▶ **Task requirements**:
Print the line where "Give the outline of every instance of the green" occurs and every line that follows it in the data below, ending with the last line, precisely as written.

━━━ Input material

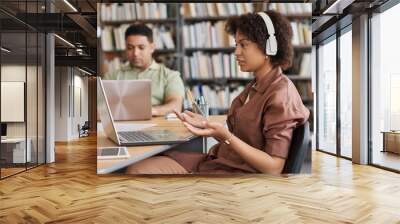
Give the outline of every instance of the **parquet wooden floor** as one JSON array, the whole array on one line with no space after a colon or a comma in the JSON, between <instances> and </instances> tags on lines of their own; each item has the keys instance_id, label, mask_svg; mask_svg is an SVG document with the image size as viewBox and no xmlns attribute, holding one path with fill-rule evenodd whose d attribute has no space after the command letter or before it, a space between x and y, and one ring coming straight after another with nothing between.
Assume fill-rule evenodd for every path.
<instances>
[{"instance_id":1,"label":"parquet wooden floor","mask_svg":"<svg viewBox=\"0 0 400 224\"><path fill-rule=\"evenodd\" d=\"M17 167L17 168L14 168L14 167L12 167L12 168L1 168L1 176L2 177L7 177L7 176L10 176L10 175L13 175L13 174L15 174L15 173L18 173L18 172L22 172L22 171L24 171L25 170L25 167Z\"/></svg>"},{"instance_id":2,"label":"parquet wooden floor","mask_svg":"<svg viewBox=\"0 0 400 224\"><path fill-rule=\"evenodd\" d=\"M290 177L96 175L96 138L0 181L0 223L400 223L400 175L313 152Z\"/></svg>"}]
</instances>

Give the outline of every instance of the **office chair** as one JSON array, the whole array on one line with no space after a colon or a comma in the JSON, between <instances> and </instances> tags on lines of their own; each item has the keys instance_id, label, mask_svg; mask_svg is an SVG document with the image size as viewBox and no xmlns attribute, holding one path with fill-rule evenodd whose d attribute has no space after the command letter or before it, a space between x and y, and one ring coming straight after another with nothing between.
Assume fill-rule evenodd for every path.
<instances>
[{"instance_id":1,"label":"office chair","mask_svg":"<svg viewBox=\"0 0 400 224\"><path fill-rule=\"evenodd\" d=\"M89 136L89 129L89 121L85 121L82 127L80 127L80 125L78 124L79 138Z\"/></svg>"},{"instance_id":2,"label":"office chair","mask_svg":"<svg viewBox=\"0 0 400 224\"><path fill-rule=\"evenodd\" d=\"M310 148L310 124L307 121L293 130L289 155L282 173L300 173Z\"/></svg>"}]
</instances>

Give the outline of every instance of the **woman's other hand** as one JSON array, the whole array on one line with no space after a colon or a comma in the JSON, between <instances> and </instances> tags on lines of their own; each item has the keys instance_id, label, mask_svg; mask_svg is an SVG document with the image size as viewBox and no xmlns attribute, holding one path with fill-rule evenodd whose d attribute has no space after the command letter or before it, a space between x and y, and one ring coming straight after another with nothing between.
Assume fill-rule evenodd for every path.
<instances>
[{"instance_id":1,"label":"woman's other hand","mask_svg":"<svg viewBox=\"0 0 400 224\"><path fill-rule=\"evenodd\" d=\"M196 128L205 128L204 124L202 122L207 121L207 119L205 117L201 116L200 114L195 114L190 111L185 111L183 113L179 113L176 110L174 110L174 113L182 122L187 122L191 126L196 127Z\"/></svg>"},{"instance_id":2,"label":"woman's other hand","mask_svg":"<svg viewBox=\"0 0 400 224\"><path fill-rule=\"evenodd\" d=\"M202 121L202 128L195 127L186 121L183 122L183 125L185 125L185 127L195 135L214 137L220 141L228 139L231 136L229 130L226 129L223 124L218 122Z\"/></svg>"}]
</instances>

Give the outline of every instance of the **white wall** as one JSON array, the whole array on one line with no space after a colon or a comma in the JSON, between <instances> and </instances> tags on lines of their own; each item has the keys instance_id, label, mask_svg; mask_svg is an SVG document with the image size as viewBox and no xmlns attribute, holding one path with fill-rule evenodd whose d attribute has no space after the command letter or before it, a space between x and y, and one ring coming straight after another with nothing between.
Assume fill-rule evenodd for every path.
<instances>
[{"instance_id":1,"label":"white wall","mask_svg":"<svg viewBox=\"0 0 400 224\"><path fill-rule=\"evenodd\" d=\"M32 127L36 130L36 78L33 79L32 76L36 76L36 67L25 65L2 65L1 66L1 81L10 81L10 82L25 82L25 75L27 69L28 75L28 87L27 87L27 120L28 120L28 129ZM39 105L40 106L40 105ZM7 110L9 108L1 108L1 110ZM34 112L34 113L33 113ZM33 123L32 123L33 122ZM7 122L7 136L8 137L25 137L25 122ZM34 126L34 127L33 127ZM32 129L32 130L33 130ZM28 137L29 137L28 130ZM36 136L36 132L35 132Z\"/></svg>"},{"instance_id":2,"label":"white wall","mask_svg":"<svg viewBox=\"0 0 400 224\"><path fill-rule=\"evenodd\" d=\"M24 82L25 83L25 66L22 65L2 65L1 66L1 81L2 82ZM29 68L28 68L29 70ZM4 96L2 96L3 98ZM1 111L6 111L9 108L1 108ZM24 110L24 108L22 108ZM24 122L7 123L8 136L25 136Z\"/></svg>"},{"instance_id":3,"label":"white wall","mask_svg":"<svg viewBox=\"0 0 400 224\"><path fill-rule=\"evenodd\" d=\"M55 68L55 141L68 141L68 86L70 76L67 67Z\"/></svg>"},{"instance_id":4,"label":"white wall","mask_svg":"<svg viewBox=\"0 0 400 224\"><path fill-rule=\"evenodd\" d=\"M71 67L56 67L55 74L55 141L70 141L88 120L88 78Z\"/></svg>"},{"instance_id":5,"label":"white wall","mask_svg":"<svg viewBox=\"0 0 400 224\"><path fill-rule=\"evenodd\" d=\"M39 163L44 162L44 74L42 68L25 64L3 64L1 66L1 81L11 82L24 82L26 83L26 107L22 108L22 112L27 115L27 119L24 122L7 122L7 137L9 138L20 138L26 136L31 140L31 152L32 161L36 162L36 158L39 159ZM25 80L27 78L27 80ZM4 96L2 96L4 97ZM10 108L1 108L1 110L7 111ZM11 112L12 111L7 111ZM37 153L39 156L37 157Z\"/></svg>"},{"instance_id":6,"label":"white wall","mask_svg":"<svg viewBox=\"0 0 400 224\"><path fill-rule=\"evenodd\" d=\"M2 65L1 81L25 82L25 66L22 65ZM7 108L1 108L7 110ZM25 137L25 123L7 123L7 137Z\"/></svg>"}]
</instances>

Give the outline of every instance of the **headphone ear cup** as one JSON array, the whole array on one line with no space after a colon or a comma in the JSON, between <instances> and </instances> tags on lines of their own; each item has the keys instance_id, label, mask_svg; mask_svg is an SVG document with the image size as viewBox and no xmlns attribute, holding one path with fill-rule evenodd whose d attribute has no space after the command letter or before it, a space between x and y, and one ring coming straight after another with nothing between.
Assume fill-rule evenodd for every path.
<instances>
[{"instance_id":1,"label":"headphone ear cup","mask_svg":"<svg viewBox=\"0 0 400 224\"><path fill-rule=\"evenodd\" d=\"M266 55L271 55L271 44L269 43L269 38L267 39L267 42L265 42L265 54Z\"/></svg>"},{"instance_id":2,"label":"headphone ear cup","mask_svg":"<svg viewBox=\"0 0 400 224\"><path fill-rule=\"evenodd\" d=\"M265 53L267 55L276 55L277 53L277 42L275 36L270 36L265 43Z\"/></svg>"}]
</instances>

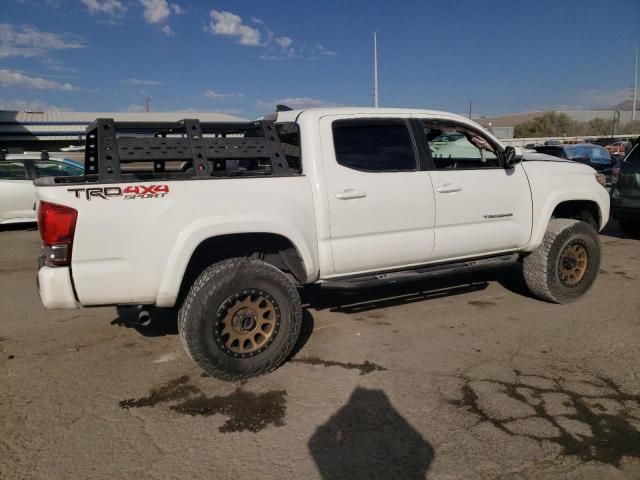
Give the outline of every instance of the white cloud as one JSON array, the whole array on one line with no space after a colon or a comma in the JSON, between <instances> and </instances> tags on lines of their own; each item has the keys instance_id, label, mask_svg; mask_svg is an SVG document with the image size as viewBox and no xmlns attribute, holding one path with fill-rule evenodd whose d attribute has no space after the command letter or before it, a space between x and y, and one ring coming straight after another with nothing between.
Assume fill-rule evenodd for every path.
<instances>
[{"instance_id":1,"label":"white cloud","mask_svg":"<svg viewBox=\"0 0 640 480\"><path fill-rule=\"evenodd\" d=\"M208 31L214 35L237 37L240 45L260 45L260 31L242 23L242 18L231 12L211 10Z\"/></svg>"},{"instance_id":2,"label":"white cloud","mask_svg":"<svg viewBox=\"0 0 640 480\"><path fill-rule=\"evenodd\" d=\"M268 110L275 110L276 105L286 105L291 108L320 108L320 107L338 107L341 104L327 102L326 100L320 100L319 98L311 97L288 97L277 98L270 102L264 100L258 100L258 106Z\"/></svg>"},{"instance_id":3,"label":"white cloud","mask_svg":"<svg viewBox=\"0 0 640 480\"><path fill-rule=\"evenodd\" d=\"M327 50L322 45L315 45L312 49L312 53L315 53L318 56L327 56L327 57L337 57L338 54L332 50Z\"/></svg>"},{"instance_id":4,"label":"white cloud","mask_svg":"<svg viewBox=\"0 0 640 480\"><path fill-rule=\"evenodd\" d=\"M206 92L204 92L204 96L212 99L244 97L242 93L220 93L220 92L216 92L215 90L207 90Z\"/></svg>"},{"instance_id":5,"label":"white cloud","mask_svg":"<svg viewBox=\"0 0 640 480\"><path fill-rule=\"evenodd\" d=\"M629 92L628 88L583 90L575 95L575 101L584 108L609 108L629 100Z\"/></svg>"},{"instance_id":6,"label":"white cloud","mask_svg":"<svg viewBox=\"0 0 640 480\"><path fill-rule=\"evenodd\" d=\"M127 112L145 112L145 108L142 105L132 103L127 107Z\"/></svg>"},{"instance_id":7,"label":"white cloud","mask_svg":"<svg viewBox=\"0 0 640 480\"><path fill-rule=\"evenodd\" d=\"M167 0L140 0L144 6L144 19L148 23L162 23L169 18L171 10Z\"/></svg>"},{"instance_id":8,"label":"white cloud","mask_svg":"<svg viewBox=\"0 0 640 480\"><path fill-rule=\"evenodd\" d=\"M263 52L258 58L263 60L285 60L290 58L317 59L322 56L336 56L337 53L316 44L307 47L304 44L296 44L286 35L276 36L264 20L251 17L251 22L256 28L245 24L242 17L232 12L211 10L211 20L205 27L205 31L214 35L226 35L236 37L241 45L263 47Z\"/></svg>"},{"instance_id":9,"label":"white cloud","mask_svg":"<svg viewBox=\"0 0 640 480\"><path fill-rule=\"evenodd\" d=\"M70 83L59 83L46 78L30 77L13 70L0 69L0 85L3 87L35 88L38 90L77 90Z\"/></svg>"},{"instance_id":10,"label":"white cloud","mask_svg":"<svg viewBox=\"0 0 640 480\"><path fill-rule=\"evenodd\" d=\"M187 13L177 3L170 3L169 6L171 7L171 10L173 10L173 13L175 13L176 15L184 15L185 13Z\"/></svg>"},{"instance_id":11,"label":"white cloud","mask_svg":"<svg viewBox=\"0 0 640 480\"><path fill-rule=\"evenodd\" d=\"M176 34L176 32L174 32L169 25L165 25L160 29L160 31L167 37L173 37Z\"/></svg>"},{"instance_id":12,"label":"white cloud","mask_svg":"<svg viewBox=\"0 0 640 480\"><path fill-rule=\"evenodd\" d=\"M276 38L276 43L281 48L287 48L291 46L291 44L293 43L293 40L291 40L289 37L278 37Z\"/></svg>"},{"instance_id":13,"label":"white cloud","mask_svg":"<svg viewBox=\"0 0 640 480\"><path fill-rule=\"evenodd\" d=\"M32 25L0 23L0 58L35 57L55 50L84 47L68 33L43 32Z\"/></svg>"},{"instance_id":14,"label":"white cloud","mask_svg":"<svg viewBox=\"0 0 640 480\"><path fill-rule=\"evenodd\" d=\"M159 80L143 80L140 78L130 78L129 80L125 80L122 83L126 83L127 85L160 85L162 82Z\"/></svg>"},{"instance_id":15,"label":"white cloud","mask_svg":"<svg viewBox=\"0 0 640 480\"><path fill-rule=\"evenodd\" d=\"M32 111L57 111L57 112L72 112L73 109L69 107L60 107L57 105L51 105L50 103L42 102L40 100L22 100L22 99L11 99L11 100L2 100L0 99L0 110L32 110Z\"/></svg>"},{"instance_id":16,"label":"white cloud","mask_svg":"<svg viewBox=\"0 0 640 480\"><path fill-rule=\"evenodd\" d=\"M81 0L89 11L89 15L104 13L117 17L123 15L127 11L126 5L120 0Z\"/></svg>"}]
</instances>

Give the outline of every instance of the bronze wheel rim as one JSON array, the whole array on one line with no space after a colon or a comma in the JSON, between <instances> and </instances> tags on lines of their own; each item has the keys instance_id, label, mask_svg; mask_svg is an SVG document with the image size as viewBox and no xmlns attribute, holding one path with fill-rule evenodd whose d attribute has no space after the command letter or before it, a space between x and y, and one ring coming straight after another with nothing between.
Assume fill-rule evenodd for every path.
<instances>
[{"instance_id":1,"label":"bronze wheel rim","mask_svg":"<svg viewBox=\"0 0 640 480\"><path fill-rule=\"evenodd\" d=\"M575 287L584 278L589 267L589 251L584 242L570 242L560 254L558 274L565 287Z\"/></svg>"},{"instance_id":2,"label":"bronze wheel rim","mask_svg":"<svg viewBox=\"0 0 640 480\"><path fill-rule=\"evenodd\" d=\"M232 357L247 358L269 346L280 327L280 308L259 289L247 289L228 297L220 306L215 340Z\"/></svg>"}]
</instances>

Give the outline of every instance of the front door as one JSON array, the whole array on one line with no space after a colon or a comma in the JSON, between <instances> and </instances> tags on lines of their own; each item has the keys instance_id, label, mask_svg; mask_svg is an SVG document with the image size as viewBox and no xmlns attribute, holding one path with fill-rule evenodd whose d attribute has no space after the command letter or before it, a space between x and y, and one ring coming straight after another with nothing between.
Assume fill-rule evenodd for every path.
<instances>
[{"instance_id":1,"label":"front door","mask_svg":"<svg viewBox=\"0 0 640 480\"><path fill-rule=\"evenodd\" d=\"M505 169L498 145L479 129L445 120L420 123L436 199L433 259L525 245L531 236L532 203L523 166Z\"/></svg>"},{"instance_id":2,"label":"front door","mask_svg":"<svg viewBox=\"0 0 640 480\"><path fill-rule=\"evenodd\" d=\"M407 120L329 116L320 122L334 275L429 261L433 188L429 172L418 168Z\"/></svg>"}]
</instances>

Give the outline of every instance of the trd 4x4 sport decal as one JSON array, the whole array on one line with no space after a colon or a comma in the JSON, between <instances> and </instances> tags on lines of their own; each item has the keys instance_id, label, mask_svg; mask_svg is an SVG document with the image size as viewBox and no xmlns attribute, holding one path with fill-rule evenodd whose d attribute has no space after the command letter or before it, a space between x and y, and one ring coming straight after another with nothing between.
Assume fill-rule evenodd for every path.
<instances>
[{"instance_id":1,"label":"trd 4x4 sport decal","mask_svg":"<svg viewBox=\"0 0 640 480\"><path fill-rule=\"evenodd\" d=\"M133 200L136 198L162 198L169 193L169 185L128 185L121 187L88 187L67 188L67 192L73 192L76 198L86 198L91 201L94 198L108 200L112 197Z\"/></svg>"}]
</instances>

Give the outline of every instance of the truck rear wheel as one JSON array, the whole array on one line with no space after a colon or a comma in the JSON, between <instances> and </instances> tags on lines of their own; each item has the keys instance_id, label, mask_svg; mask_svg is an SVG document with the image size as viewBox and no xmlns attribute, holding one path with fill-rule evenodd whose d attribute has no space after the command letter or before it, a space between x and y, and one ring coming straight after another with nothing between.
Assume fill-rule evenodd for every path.
<instances>
[{"instance_id":1,"label":"truck rear wheel","mask_svg":"<svg viewBox=\"0 0 640 480\"><path fill-rule=\"evenodd\" d=\"M600 270L598 232L586 222L549 222L542 244L524 258L524 279L536 297L569 303L591 288Z\"/></svg>"},{"instance_id":2,"label":"truck rear wheel","mask_svg":"<svg viewBox=\"0 0 640 480\"><path fill-rule=\"evenodd\" d=\"M261 260L231 258L197 278L178 315L187 353L206 373L242 380L284 362L300 334L295 286Z\"/></svg>"}]
</instances>

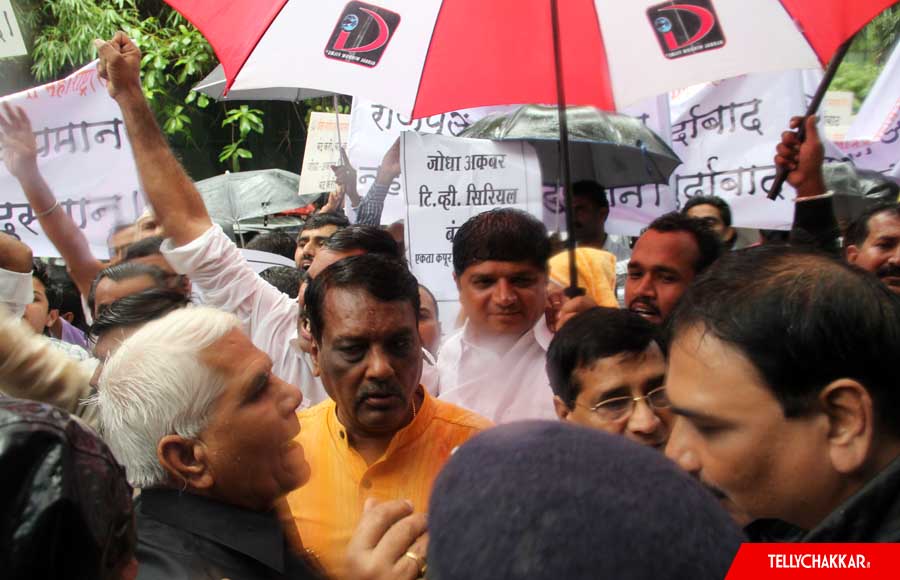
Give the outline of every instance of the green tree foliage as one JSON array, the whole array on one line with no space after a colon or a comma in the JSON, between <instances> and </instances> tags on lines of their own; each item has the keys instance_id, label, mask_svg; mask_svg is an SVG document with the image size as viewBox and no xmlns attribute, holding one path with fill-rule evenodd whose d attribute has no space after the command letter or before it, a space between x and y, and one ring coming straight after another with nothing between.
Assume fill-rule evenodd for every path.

━━━━━━

▶ **Exercise output**:
Give the outline of every instance of the green tree foliage as one JSON array, the whole array on one line with no space after a colon or a comma in the JSON, between <instances> and </instances> tags on lines of their own; each item has the keys instance_id, label, mask_svg; mask_svg is an SVG document with the image size as viewBox and no xmlns attribute, holding one path with fill-rule evenodd whose d attribute has no space after the command letter or before it, a space between x and y, and one ring coming straight after another with nothing between.
Assume fill-rule evenodd for every path.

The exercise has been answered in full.